- [WHAT YOU WILL DO]
Each line of the records that follow must come back exactly, with pictures skipped.

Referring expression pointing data

○ ○ ○ ○ ○

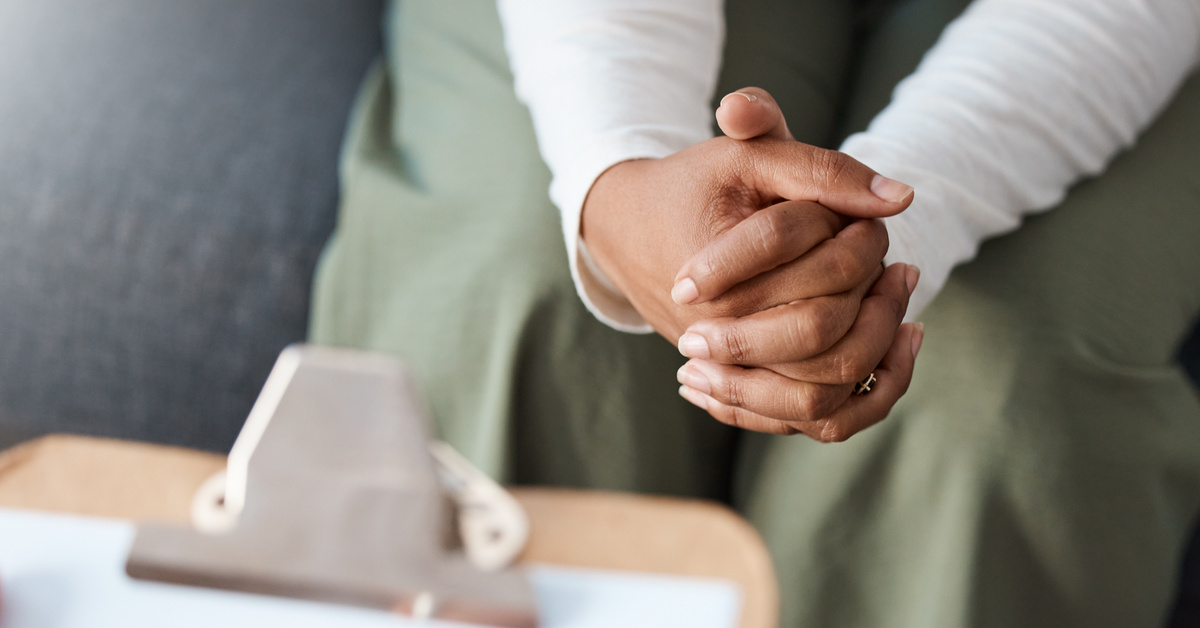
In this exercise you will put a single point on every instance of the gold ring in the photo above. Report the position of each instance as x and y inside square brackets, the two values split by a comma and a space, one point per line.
[864, 387]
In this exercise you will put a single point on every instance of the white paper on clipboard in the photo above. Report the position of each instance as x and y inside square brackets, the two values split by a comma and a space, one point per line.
[67, 572]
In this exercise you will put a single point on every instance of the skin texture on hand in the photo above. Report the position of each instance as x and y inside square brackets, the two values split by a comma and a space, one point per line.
[779, 285]
[645, 219]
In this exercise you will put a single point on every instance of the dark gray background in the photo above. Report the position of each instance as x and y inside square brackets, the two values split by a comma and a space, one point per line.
[167, 180]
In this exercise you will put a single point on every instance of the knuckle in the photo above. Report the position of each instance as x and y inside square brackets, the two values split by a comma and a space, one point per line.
[832, 166]
[893, 307]
[822, 324]
[769, 233]
[852, 369]
[801, 405]
[735, 342]
[844, 265]
[834, 432]
[732, 390]
[881, 232]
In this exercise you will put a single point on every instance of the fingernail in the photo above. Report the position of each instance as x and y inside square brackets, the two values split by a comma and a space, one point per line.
[889, 189]
[750, 97]
[911, 276]
[694, 346]
[693, 377]
[684, 291]
[695, 396]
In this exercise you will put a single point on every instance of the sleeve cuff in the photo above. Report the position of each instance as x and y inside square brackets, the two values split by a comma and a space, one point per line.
[568, 192]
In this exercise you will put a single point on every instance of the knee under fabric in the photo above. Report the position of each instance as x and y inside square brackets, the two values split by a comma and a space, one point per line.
[1043, 467]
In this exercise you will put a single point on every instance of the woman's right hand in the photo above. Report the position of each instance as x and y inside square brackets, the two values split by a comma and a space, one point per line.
[792, 368]
[643, 220]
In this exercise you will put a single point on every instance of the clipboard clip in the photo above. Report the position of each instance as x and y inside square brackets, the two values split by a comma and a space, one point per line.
[334, 491]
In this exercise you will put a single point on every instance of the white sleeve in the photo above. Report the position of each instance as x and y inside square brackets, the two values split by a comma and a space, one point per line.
[609, 81]
[1019, 100]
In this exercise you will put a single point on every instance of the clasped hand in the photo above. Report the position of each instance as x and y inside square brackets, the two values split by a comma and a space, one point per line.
[761, 258]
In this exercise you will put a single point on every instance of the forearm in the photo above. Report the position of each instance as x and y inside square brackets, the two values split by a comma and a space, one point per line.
[1019, 100]
[607, 82]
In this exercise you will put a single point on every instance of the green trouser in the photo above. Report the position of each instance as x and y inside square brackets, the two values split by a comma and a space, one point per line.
[1044, 467]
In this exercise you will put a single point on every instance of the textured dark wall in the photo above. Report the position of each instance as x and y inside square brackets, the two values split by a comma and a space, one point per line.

○ ○ ○ ○ ○

- [OUTPUT OF THE EXERCISE]
In this exercise you will put a single point on every instance of the gold ring in the photo above. Report the position of each instance as x and y inside square brackets, the two values split by a comma and a space, one point per line.
[864, 387]
In this exercise you will put a single point on every instance of the white paper on clipboard in the photo above. Report the position of each instance as x and y inside square brackets, the two values split by a comma and a space, one point per line.
[67, 572]
In this exercise you will put a single point on every instance of the skin texture on hand in the photo above. Report the position of each instance as x and y inside square brackets, the two values split by a comma and a space, one point per line.
[779, 285]
[645, 219]
In this exercise you will put a single point on every instance of the dark gray background in the photo above. Report the position of each instance as x and y inside square brackets, the two values split by a comma and a space, one point per line.
[167, 180]
In this exercise you will put a single point on every instance of the knuckle in the photo above. Report the position of each instance as x and y inside square brackets, the two values split by a comma and a space, one point per line.
[832, 166]
[893, 307]
[822, 324]
[769, 233]
[852, 369]
[801, 405]
[735, 342]
[844, 265]
[834, 432]
[732, 390]
[881, 232]
In this exercise you will put a single point on every instance of the fingernail in the photo above. Report the position of each instance as x and y inside square brackets, the two values split by a comma and a space, one point per line.
[889, 189]
[750, 97]
[911, 276]
[694, 346]
[693, 377]
[684, 291]
[695, 396]
In this exercise you will put a single point on every instance of the sleeve cuff in the photo above. Report the position of each instance as x and y inside square brackets, the two values split by a comma and a space, one point per line.
[568, 192]
In this exercise you will put a single point on every instance of the knee under fabric in the photo above. Report the position of each instance as x and y inside square brackets, the two values split by a comma and a space, one point per line.
[1043, 467]
In this exercise you will put a single point on every instance of the woman's right hand in the photo above. Report the position of each instance as x and y inside square brackets, the two values split by a comma and a space, one point per line.
[792, 368]
[643, 220]
In this exercise you will put a single point on every instance of the clipboard clip in the photo above. Report the position of each instance as x and y inside square brackets, the two values split by a comma and a space, one point per line.
[334, 491]
In this exercise you will put a single point on every instance of the white sleeve in the photo above. Report the position of each instance as x and y inside square brackets, the two values split by a comma and a space, one point per line.
[609, 81]
[1019, 100]
In this exercise you will put a single point on every instance of the clasped hand in the photo above. Report the position of each instance as x and y inside square brackets, the two values split by a comma and a space, one point per line.
[761, 258]
In this exercise you will put a single point on every instance of the forearm in the photo above. Report the position of each instance as x and y inside square brackets, the two values split by a comma and a space, one point per line.
[1019, 100]
[607, 82]
In this exercise you will put a single point on every instance of the green trouser in the photo above. Report the position of each instance as x and y inside square brackets, the two values split by a comma and a space, one point per line.
[1044, 467]
In this exercise you will put a single point on every instance of the textured dark wall in the photo above. Report the position of each instance as x and y inside square brackets, the two values split by a comma and a space, one point per line.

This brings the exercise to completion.